摘录:
-------------------------

ClickHouse 21.7.3.14-2(九) 语法优化规则

2021-11-08  本文已影响0人  _大叔_

ClickHouse 的 SQL 优化规则是基于 RBO(Rule Based Optimization),下面是一些优化规则

上传测试用例

将官方提供的测试集 visits_v1.tar 和 hits_v1.tar下载并上传到虚拟机,解压到 clickhouse 数据路径下。数据下载地址 ,当然官方也可以在线的方式,不需要下载就测试sql语句查询。在线地址

# 解压到 clickhouse 数据路径
sudo tar -xvf hits_v1.tar -C /var/lib/clickhouse
sudo tar -xvf visits_v1.tar -C /var/lib/clickhouse
# 修改所属用户
sudo chown -R clickhouse:clickhouse /var/lib/clickhouse/data/datasets
sudo chown -R clickhouse:clickhouse /var/lib/clickhouse/metadata/datasets

重启 clickhouse-server,执行查询

clickhouse-client --query "SELECT COUNT(*) FROM datasets.hits_v1"
clickhouse-client --query "SELECT COUNT(*) FROM datasets.visits_v1"

注意:官方的 tar 包,包含了建库、建表语句、数据内容,这种方式不需要手动建库、建表,最方便。hits_v1 表有 130 多个字段,880 多万条数据,visits_v1 表有 180 多个字段,160 多万条数据。

COUNT 优化

在调用 count 函数时,如果使用的是 count() 或者 count(*),且没有 where 条件,则会直接使用 system.tables 的 total_rows。以下语句可以使用 explain plan select.. 来看变化

#  默认会查询 count 文件直接拿到数据
select count() from hits_v1
# 会转变成 count()
select count(*) from hits_v1
# 会转变成 count()

-------------------------

所示信息:
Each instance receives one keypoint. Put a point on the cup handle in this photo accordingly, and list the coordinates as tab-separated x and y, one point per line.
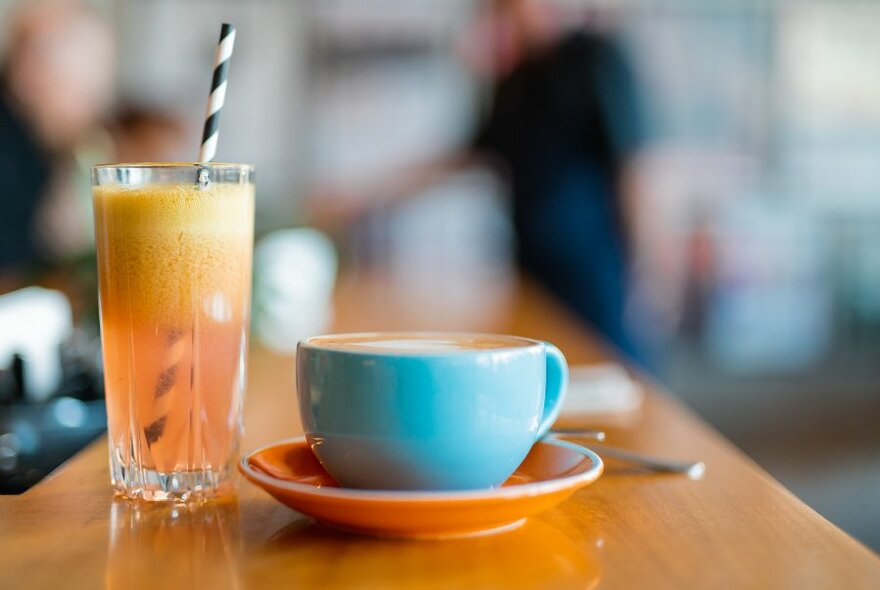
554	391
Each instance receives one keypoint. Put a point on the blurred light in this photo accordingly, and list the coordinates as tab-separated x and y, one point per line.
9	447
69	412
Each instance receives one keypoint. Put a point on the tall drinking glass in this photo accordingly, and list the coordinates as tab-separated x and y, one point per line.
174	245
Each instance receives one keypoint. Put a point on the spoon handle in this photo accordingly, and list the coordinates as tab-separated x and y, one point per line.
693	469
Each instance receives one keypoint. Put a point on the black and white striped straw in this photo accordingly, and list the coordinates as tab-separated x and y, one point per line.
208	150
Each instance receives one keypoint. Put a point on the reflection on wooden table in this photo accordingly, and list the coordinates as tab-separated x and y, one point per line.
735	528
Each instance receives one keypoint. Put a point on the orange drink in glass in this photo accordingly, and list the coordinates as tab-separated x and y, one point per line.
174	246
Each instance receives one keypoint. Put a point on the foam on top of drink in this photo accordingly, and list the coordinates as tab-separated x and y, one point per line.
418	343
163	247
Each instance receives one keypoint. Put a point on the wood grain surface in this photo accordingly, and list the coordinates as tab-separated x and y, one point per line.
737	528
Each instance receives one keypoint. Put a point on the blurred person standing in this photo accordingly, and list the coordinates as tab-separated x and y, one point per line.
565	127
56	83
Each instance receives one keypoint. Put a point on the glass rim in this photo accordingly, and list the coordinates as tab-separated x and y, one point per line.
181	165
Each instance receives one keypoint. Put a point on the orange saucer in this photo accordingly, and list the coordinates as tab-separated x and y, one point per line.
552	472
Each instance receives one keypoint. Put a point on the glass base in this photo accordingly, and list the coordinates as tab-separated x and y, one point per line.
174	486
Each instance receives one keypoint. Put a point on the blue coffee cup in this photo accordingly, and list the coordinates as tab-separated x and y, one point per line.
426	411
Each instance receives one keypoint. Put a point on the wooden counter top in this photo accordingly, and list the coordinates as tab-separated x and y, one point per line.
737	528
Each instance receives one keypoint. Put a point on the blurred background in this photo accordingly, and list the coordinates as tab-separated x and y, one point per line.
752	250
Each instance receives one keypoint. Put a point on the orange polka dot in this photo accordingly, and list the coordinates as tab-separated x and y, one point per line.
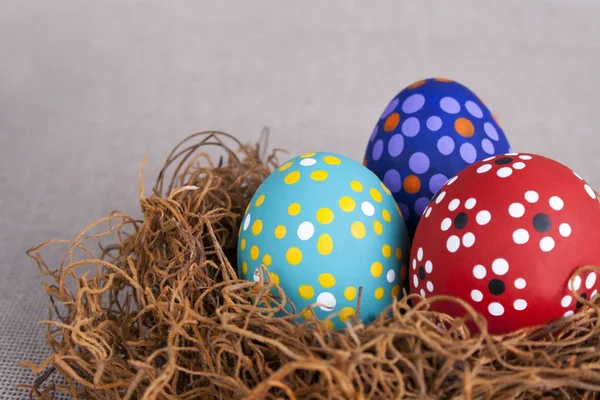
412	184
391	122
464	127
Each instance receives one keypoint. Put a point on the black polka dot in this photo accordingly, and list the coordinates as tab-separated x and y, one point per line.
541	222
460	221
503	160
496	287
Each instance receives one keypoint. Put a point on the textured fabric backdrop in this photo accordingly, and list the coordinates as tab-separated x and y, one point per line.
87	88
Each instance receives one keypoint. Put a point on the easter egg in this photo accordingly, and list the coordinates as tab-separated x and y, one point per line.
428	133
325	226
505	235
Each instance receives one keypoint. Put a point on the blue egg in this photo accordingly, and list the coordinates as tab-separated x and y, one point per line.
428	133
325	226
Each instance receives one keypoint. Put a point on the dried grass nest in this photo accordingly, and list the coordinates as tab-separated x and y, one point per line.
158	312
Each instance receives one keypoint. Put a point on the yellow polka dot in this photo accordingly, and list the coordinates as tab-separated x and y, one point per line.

-------------------------

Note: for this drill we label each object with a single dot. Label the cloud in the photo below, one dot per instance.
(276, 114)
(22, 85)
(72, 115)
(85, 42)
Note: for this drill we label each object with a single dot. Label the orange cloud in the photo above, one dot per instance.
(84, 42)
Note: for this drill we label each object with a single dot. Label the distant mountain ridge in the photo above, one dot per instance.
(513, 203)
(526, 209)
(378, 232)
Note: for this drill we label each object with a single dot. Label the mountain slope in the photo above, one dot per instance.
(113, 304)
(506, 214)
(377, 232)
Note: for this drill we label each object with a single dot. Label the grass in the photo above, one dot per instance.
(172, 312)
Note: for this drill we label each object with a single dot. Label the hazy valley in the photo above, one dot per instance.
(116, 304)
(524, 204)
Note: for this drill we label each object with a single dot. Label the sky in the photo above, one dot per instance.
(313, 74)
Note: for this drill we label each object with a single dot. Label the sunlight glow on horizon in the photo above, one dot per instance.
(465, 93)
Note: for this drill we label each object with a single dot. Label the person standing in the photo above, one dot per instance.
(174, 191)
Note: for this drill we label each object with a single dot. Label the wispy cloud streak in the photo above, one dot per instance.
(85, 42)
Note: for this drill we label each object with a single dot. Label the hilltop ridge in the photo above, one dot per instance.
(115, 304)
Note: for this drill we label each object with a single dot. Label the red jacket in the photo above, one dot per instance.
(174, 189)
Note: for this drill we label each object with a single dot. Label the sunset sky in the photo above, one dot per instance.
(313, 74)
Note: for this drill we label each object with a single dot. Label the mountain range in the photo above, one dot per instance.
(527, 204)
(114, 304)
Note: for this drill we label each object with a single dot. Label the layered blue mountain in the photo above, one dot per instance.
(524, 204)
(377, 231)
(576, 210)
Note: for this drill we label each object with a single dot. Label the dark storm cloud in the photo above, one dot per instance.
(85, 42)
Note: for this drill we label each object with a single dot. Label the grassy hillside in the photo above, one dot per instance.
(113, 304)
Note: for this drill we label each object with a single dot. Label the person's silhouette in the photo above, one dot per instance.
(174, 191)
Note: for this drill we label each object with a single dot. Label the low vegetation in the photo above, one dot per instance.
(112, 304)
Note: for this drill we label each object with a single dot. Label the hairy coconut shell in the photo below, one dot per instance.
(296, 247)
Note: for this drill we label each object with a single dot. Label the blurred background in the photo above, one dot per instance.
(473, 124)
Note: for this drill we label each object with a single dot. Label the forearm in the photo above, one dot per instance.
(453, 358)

-------------------------

练习任务:
[1] 根据 ClickHouse 语法优化规则的摘录,使用 count() 或 count(*) 且没有 where 条件时,ClickHouse 会直接使用什么?
[2] 接续这篇 ClickHouse 语法优化规则的摘录,从末行之后往下写。

参考答案:
[1] 直接使用 system.tables 的 total_rows。

[2]
select count(1) from hits_v1
# 只要不是写具体的字段不会触发冲洗计算
select count(UserID) from hits_v1

消除子查询重复字段或无用字段

# 实际查询语句
EXPLAIN SYNTAX SELECT
 a.UserID,
 b.VisitID,
 a.URL,
 b.UserID
 FROM
 hits_v1 AS a
 LEFT JOIN (
 SELECT
 UserID,
 UserID as HaHa,
 VisitID
 FROM visits_v1) AS b
 USING (UserID)
 limit 3;

# 返回优化语句
SELECT
 UserID,
 VisitID,
 URL,
 b.UserID
FROM hits_v1 AS a
ALL LEFT JOIN
(
 SELECT
 UserID,
 VisitID
 FROM visits_v1
) AS b USING (UserID)
LIMIT 3

谓词下推

当 group by 有 having 子句,但是没有 with cube、with rollup 或者 with totals 修饰的时候,having 过滤会下推到 where 提前过滤。例如下面的查询,having name 变成了 where name,在 group by 之前过滤。

# 查询语句
EXPLAIN SYNTAX SELECT UserID FROM hits_v1 GROUP BY UserID HAVING UserID ='8585742290196126178';

# 返回优化语句
SELECT UserID FROM hits_v1 WHERE UserID = '8585742290196126178' GROUP BY UserID
# 查询语句
EXPLAIN SYNTAX SELECT * FROM ( SELECT UserID FROM visits_v1 ) WHERE UserID = '8585742290196126178'

# 返回优化后的语句
SELECT UserID FROM ( SELECT UserID FROM visits_v1 WHERE UserID = '8585742290196126178' ) WHERE UserID = '8585742290196126178'
# 查询语句
EXPLAIN SYNTAX SELECT * FROM ( 
  SELECT * FROM ( SELECT UserID FROM visits_v1)  
    UNION ALL 
  SELECT *   FROM ( SELECT UserID FROM visits_v1)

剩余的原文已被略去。